§ **Task directions**:
Turn the lines below into a JSON list of strings, one string per line, leaving out any blank lines.

Source data
***
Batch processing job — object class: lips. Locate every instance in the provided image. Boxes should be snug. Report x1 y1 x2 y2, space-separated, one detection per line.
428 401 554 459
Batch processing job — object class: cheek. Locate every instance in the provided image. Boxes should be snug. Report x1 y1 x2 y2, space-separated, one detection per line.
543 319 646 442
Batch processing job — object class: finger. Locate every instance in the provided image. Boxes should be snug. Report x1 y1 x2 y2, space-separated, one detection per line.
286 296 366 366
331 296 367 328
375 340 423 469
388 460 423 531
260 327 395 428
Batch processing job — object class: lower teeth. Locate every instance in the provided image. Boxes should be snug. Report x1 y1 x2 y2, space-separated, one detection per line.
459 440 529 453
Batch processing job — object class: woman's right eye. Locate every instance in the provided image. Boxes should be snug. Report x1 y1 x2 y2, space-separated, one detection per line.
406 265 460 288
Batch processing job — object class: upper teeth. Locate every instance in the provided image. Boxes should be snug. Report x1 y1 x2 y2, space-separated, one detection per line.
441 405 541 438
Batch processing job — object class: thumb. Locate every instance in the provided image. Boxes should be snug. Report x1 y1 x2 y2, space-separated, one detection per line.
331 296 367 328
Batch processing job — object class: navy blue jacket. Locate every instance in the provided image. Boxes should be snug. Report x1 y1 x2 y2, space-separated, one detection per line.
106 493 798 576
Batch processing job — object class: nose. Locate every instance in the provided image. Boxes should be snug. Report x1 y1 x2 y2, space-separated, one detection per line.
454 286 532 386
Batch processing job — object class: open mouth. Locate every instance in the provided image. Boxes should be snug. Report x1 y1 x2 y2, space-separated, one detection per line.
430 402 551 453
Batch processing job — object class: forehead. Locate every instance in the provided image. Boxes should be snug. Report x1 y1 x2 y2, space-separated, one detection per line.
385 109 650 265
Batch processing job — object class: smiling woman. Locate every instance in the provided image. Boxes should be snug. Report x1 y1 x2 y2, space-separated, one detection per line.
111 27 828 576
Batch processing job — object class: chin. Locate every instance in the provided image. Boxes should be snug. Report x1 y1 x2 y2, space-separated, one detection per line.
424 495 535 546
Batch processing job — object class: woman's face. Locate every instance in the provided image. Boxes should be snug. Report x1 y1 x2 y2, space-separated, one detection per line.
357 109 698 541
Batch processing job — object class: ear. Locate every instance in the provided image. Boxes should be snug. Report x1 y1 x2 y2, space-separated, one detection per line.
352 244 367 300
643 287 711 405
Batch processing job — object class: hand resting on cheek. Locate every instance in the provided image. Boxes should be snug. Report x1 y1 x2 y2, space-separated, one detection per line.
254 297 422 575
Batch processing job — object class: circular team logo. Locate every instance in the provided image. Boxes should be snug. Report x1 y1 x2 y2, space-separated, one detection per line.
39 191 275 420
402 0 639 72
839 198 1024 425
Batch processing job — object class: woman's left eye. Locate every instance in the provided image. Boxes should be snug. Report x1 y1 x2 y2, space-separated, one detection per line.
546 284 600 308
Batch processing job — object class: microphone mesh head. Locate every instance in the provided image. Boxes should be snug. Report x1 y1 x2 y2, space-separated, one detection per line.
***
§ **Task output**:
[
  "Batch processing job — object class: lips. Locate every instance in the provided image. Boxes should be snug. Report x1 y1 x2 y2, space-separated, one detection per line.",
  "428 401 554 459",
  "Batch processing job — object class: cheek. Locate every instance in the provided image. Boxes should be snug. Report x1 y1 x2 y2, space-separated, one detection per line.",
  "543 319 646 442",
  "Batch processing job — object class: finger. Locate every instance in the provided image. Boxes should be snug. Report x1 y1 x2 y2, space-separated, one detection per line.",
  "286 296 366 366",
  "331 296 367 328",
  "375 340 423 469",
  "388 460 423 531",
  "260 327 395 428",
  "Batch processing job — object class: lower teeth. Locate every instance in the provided image. Boxes should be snug. Report x1 y1 x2 y2, space-separated, one detection per line.",
  "459 440 529 453",
  "Batch processing job — object class: woman's right eye. Locate every instance in the provided image. Boxes should be snug. Report x1 y1 x2 y2, space-separated, one detection per line.",
  "406 265 460 288",
  "Batch processing job — object class: upper teeth. Locate every instance in the provided image. Boxes should be snug. Report x1 y1 x2 y2, space-separated, one detection per line.",
  "441 405 541 438",
  "Batch processing job — object class: thumb. Locate every instance in the provided image. Boxes should be snug. Report x1 y1 x2 y2, space-separated, one detection per line.",
  "331 296 367 328",
  "Batch processing job — object class: navy blue jacket. Locate every instance in the provided image. Boxes should be snug. Report x1 y1 x2 y2, space-separated, one detection per line.",
  "106 493 798 576",
  "Batch processing job — object class: nose. Locate every instance in the provided image. Boxes should be snug. Report x1 y1 x2 y2, space-separated, one detection per line.",
  "454 286 532 386",
  "Batch processing job — object class: open mouth. Locate every instance in the provided image. Boxes should be snug. Report x1 y1 x2 y2, space-separated, one detection per line.",
  "430 402 551 453",
  "Batch processing job — object class: forehead. Locate every instance in the provided image. Boxes should be snug. Report x1 y1 x2 y2, space-separated, one detection per line.",
  "385 109 650 265",
  "Batch processing job — object class: smiling woman. Locate every instance in the provided image. Boxes should be snug. Report x1 y1 x2 y2, space-separated, one detection per line.",
  "111 27 828 576",
  "Batch processing job — object class: chin. Locate every instance in the provided image. Boxes should be snug. Report x1 y1 x2 y2, space-separated, one detection per line.",
  "424 495 535 546",
  "Batch processing job — object class: woman's face. Locate every instance in the provided image. Boxes should be snug. Report x1 y1 x2 y2, space-separated, one detection per line.",
  "357 109 698 541",
  "Batch processing job — object class: ear. Locate every instance in the provided image. Boxes should be snug. Report x1 y1 x2 y2, space-separated, one detection per line.",
  "352 244 367 300",
  "643 287 711 405",
  "Batch processing job — object class: hand resting on cheek. Locate every instance in the provided image. Boxes should be snug. Report x1 y1 x2 y2, space-separated, one detection per line.",
  "254 297 422 575",
  "Batch processing job — object class: circular team logo. Locate every instance in the provided image. Boxes should be snug. Report x1 y1 x2 y2, space-separated, one detection per line.",
  "39 191 275 420",
  "402 0 639 72",
  "839 198 1024 425",
  "Batch processing job — object class: woman's left eye. Locate every instance in the provided image. Boxes should be snug. Report x1 y1 x2 y2, space-separated, one detection per line.",
  "546 284 600 308",
  "Batch processing job — object class: microphone mesh head. Locate every instance in the provided image. Boxes should be snug. Report x1 y1 x2 y2, space-separated, one detection per line."
]